*** Passage to read

Southwest Minnesota Regional Airport or Marshall/Ryan Field  is a general aviation airport located 1 mile west of the central business district (CBD) of Marshall, Minnesota, United States. It is primarily a general aviation facility, though passenger air service did once exist on Midwest Aviation, also known as Lake State Airways. The namesake for Ryan Field is Matthew Ryan, commissioner of small airport around Minneapolis.

Facilities and aircraft

Facilities
The airport contains two asphalt paved runways: Runway 12/30 measuring 7221 x 100 ft (2201 x 30 m) and Runway 2/20 measuring 3999 x 75 ft (1219 x 23 m). This airport does not have an air traffic control tower.

Midwest Aviation provides fixed-base operations.

For the period ending 31 August 2010, the airport had 22,995 flights at an average of 63 per day. 66% general aviation (42% transient general aviation, 24% local), 34% air taxi and <1% military. For the year ending 31 December 2008, the airport had a total of 8 enplanements.

******

__Tasks for this exercise__
1. In the airport passage, which company provides fixed-base operations?
2. Carry on the airport passage, picking up right after its final sentence.
The data after this point is separate material, unrelated to the airport passage.

*** Items

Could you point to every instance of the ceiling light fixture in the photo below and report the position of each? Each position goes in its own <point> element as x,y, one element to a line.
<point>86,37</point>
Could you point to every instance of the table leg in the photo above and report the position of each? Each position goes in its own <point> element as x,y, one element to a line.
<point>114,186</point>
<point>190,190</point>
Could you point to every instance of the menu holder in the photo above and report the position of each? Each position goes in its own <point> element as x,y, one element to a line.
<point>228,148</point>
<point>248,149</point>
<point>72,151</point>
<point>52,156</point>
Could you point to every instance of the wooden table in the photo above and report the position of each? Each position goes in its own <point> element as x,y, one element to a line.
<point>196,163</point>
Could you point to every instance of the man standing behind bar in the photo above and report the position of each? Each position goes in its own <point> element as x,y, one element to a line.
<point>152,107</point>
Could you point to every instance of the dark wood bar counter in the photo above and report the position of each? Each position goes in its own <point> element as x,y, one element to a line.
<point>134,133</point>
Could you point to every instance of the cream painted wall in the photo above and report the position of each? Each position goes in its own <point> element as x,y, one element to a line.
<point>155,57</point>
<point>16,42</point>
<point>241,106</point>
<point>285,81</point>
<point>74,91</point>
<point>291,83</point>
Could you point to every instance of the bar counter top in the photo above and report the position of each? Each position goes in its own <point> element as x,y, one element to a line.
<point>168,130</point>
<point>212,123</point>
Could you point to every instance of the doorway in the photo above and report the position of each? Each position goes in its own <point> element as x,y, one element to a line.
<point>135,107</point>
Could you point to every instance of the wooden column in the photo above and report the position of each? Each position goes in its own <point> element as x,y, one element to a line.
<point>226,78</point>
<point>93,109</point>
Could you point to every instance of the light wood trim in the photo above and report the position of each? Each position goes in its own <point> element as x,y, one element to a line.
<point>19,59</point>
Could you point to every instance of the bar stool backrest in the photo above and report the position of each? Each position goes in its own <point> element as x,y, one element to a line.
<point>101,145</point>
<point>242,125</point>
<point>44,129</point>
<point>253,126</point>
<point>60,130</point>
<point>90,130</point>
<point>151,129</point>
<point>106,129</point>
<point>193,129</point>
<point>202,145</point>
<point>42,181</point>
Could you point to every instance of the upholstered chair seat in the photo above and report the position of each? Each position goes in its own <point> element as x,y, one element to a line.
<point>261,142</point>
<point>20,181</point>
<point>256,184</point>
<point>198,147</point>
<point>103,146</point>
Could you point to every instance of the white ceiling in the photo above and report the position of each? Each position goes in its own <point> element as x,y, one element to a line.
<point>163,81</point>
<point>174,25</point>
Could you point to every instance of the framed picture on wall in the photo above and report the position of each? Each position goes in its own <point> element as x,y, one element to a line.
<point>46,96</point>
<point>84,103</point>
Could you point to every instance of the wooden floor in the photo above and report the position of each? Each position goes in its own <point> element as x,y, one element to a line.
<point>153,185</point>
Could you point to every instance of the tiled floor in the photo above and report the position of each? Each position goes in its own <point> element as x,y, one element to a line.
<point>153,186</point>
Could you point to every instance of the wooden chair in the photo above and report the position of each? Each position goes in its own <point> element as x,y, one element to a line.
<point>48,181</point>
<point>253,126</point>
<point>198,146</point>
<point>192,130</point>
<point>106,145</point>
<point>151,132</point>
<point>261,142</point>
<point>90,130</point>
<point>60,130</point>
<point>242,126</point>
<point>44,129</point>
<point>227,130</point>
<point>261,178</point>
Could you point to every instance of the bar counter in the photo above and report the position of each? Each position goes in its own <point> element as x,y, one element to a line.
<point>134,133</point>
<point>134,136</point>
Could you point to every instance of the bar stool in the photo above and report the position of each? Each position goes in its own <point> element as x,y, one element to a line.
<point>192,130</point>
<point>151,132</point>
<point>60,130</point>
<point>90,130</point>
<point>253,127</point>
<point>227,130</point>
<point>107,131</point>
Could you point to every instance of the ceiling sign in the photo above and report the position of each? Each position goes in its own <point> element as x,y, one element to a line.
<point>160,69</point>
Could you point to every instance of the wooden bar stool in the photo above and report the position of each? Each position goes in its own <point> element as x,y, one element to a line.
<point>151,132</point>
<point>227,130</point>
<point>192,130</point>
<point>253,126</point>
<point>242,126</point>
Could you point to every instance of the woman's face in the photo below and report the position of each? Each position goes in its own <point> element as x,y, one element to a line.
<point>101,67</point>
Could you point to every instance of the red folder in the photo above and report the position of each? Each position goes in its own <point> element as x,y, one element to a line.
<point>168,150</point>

******

__Expected responses__
1. Midwest Aviation.

2.
Aircraft
As of August 2010, there are 28 aircraft based on the field: 19 single-engine, 6 multi-engine, and 3 jet.

Cargo

Historical scheduled service 
In December 1972 Mississippi Valley Airlines scheduled service to Minneapolis–St. Paul International Airport and Willmar Municipal Airport.

Starting in the mid-1970s and continuing until the early 1980s, Lake State Airways operated Piper PA-31 Navajo aircraft on a route between Marshall and Minneapolis with stops in New Ulm and Saint Paul. The route was later expanded to originate in Sioux Falls, South Dakota.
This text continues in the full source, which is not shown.